→ Assignment: Print the passage below on Kandinsky's idea of inner necessity in full, word for word, without changing anything.

→ Extract:
I read his book and I understand now his idea about why abstract art is a pure form of art. This idea is related to his concept of “inner necessity“, which is described by Kandinsky as follows:
“This inner necessity which consists of three mystical elements is brought about through three mystical ways:
- Every artist, as a creator, has to express his own personality (element of personality).
- Every artist, as a child of his age, is impelled to express the spirit of his age (element of style composed from the message of the epoch and the language of the nation, as long as the nation continues to exist).
- Every artist,a servant of art, is impelled to present art as such (element of pure, eternal art, which is constant among all people, nations and ages, and Is evident In the works of every artist, every nation and every epoch, as the main element of art, irrespective of time and space).” ( On the Spiritual in Art, Vasily Kandinsky, 1946, p.55)

→ Information supplied:
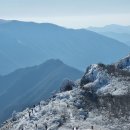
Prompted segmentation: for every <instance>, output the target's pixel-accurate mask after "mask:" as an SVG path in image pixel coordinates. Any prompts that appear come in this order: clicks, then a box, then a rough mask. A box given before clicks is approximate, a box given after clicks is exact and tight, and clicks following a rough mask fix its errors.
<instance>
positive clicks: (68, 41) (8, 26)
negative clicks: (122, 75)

→ Solution to this task:
I read his book and I understand now his idea about why abstract art is a pure form of art. This idea is related to his concept of “inner necessity“, which is described by Kandinsky as follows:
“This inner necessity which consists of three mystical elements is brought about through three mystical ways:
- Every artist, as a creator, has to express his own personality (element of personality).
- Every artist, as a child of his age, is impelled to express the spirit of his age (element of style composed from the message of the epoch and the language of the nation, as long as the nation continues to exist).
- Every artist,a servant of art, is impelled to present art as such (element of pure, eternal art, which is constant among all people, nations and ages, and Is evident In the works of every artist, every nation and every epoch, as the main element of art, irrespective of time and space).” ( On the Spiritual in Art, Vasily Kandinsky, 1946, p.55)